- _Source extract_:
Opinion
18-CV-2211
02-23-2024
Kovner, J.
OPINION AND ORDER
Joseph A. Marutollo United States Magistrate Judge
For the reasons set forth below, the Court GRANTS IN PART AND DENIES IN PART Suffolk County Police Department's (“SCPD”) Motion to Quash (Dkt. No. 80) and GRANTS IN PART AND DENIES IN PART Plaintiff's Cross-Motion to Compel (Dkt. No. 81).
The Court assumes the parties' familiarity with the general factual and procedural background of this case.
In this action, Plaintiff-the estate of George Homer Tillman, III, by Antoinette Tillman, individually and as administratrix of the estate-brings claims of excessive force and wrongful death pursuant to 42 U.S.C. § 1983 against Defendants Sergeant Thomas Sorrentino, Police Officer Michael Renna, Police Officer Kenneth Stallone, and Police Officer Mateusz Krzeminski (collectively, the “Individual Defendants”); assault, battery, and wrongful death under state law against the Individual Defendants and Defendant City of New York under the doctrine of respondeat superior; and loss of consortium on behalf of Plaintiff individually against all Defendants. See Dkt. No. 68. Plaintiff's claims arise out of the shooting death of Mr. Tillman on April 17, 2016. See id. On September 28, 2022, the Honorable Rachel P. Kovner, United States District Judge, denied Defendants' Motion for Summary Judgment. Dkt. No. 47, 54.
Plaintiff represents that three of the named defendant police officers in this action- Kenneth Stallone, Michael Renna, and Mateusz Krzeminski (collectively, “Former NYPD Defendants”)-resigned from their prior employment as Police Officers with the New York City Police Department following the incident at issue in this litigation and joined the SCPD. Dkt. No. 81-1, at 2. In the course of discovery in the instant litigation, Defendants produced to Plaintiff a SCPD form “Statement for Police Officer Candidates” that was filled and sworn to by Defendant Kenneth Stallone “in conjunction with [his] status as a candidate for the position of Police Officer with the Suffolk County Police Department.” See Dkt. No. 81-5. In this statement, Mr. Stallone recounts the events of April 16-17, 2016 and his recollection of the facts concerning the exact incident at issue in this litigation. Id.

- _What is required_: Reproduce the court opinion verbatim from "OPINION AND ORDER" up to and including "of this case.".

- _Stored rows_:
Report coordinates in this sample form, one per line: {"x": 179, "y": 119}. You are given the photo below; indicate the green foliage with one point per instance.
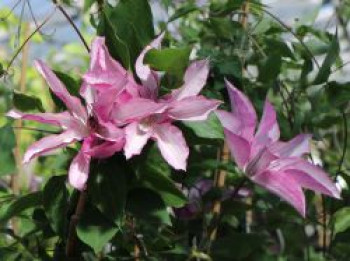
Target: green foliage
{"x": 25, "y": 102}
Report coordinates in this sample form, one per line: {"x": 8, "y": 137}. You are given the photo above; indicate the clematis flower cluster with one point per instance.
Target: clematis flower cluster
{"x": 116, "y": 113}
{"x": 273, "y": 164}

...

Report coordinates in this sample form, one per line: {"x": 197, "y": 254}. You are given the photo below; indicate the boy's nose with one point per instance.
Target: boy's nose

- _Response below_:
OPINION AND ORDER
Joseph A. Marutollo United States Magistrate Judge
For the reasons set forth below, the Court GRANTS IN PART AND DENIES IN PART Suffolk County Police Department's (“SCPD”) Motion to Quash (Dkt. No. 80) and GRANTS IN PART AND DENIES IN PART Plaintiff's Cross-Motion to Compel (Dkt. No. 81).
The Court assumes the parties' familiarity with the general factual and procedural background of this case.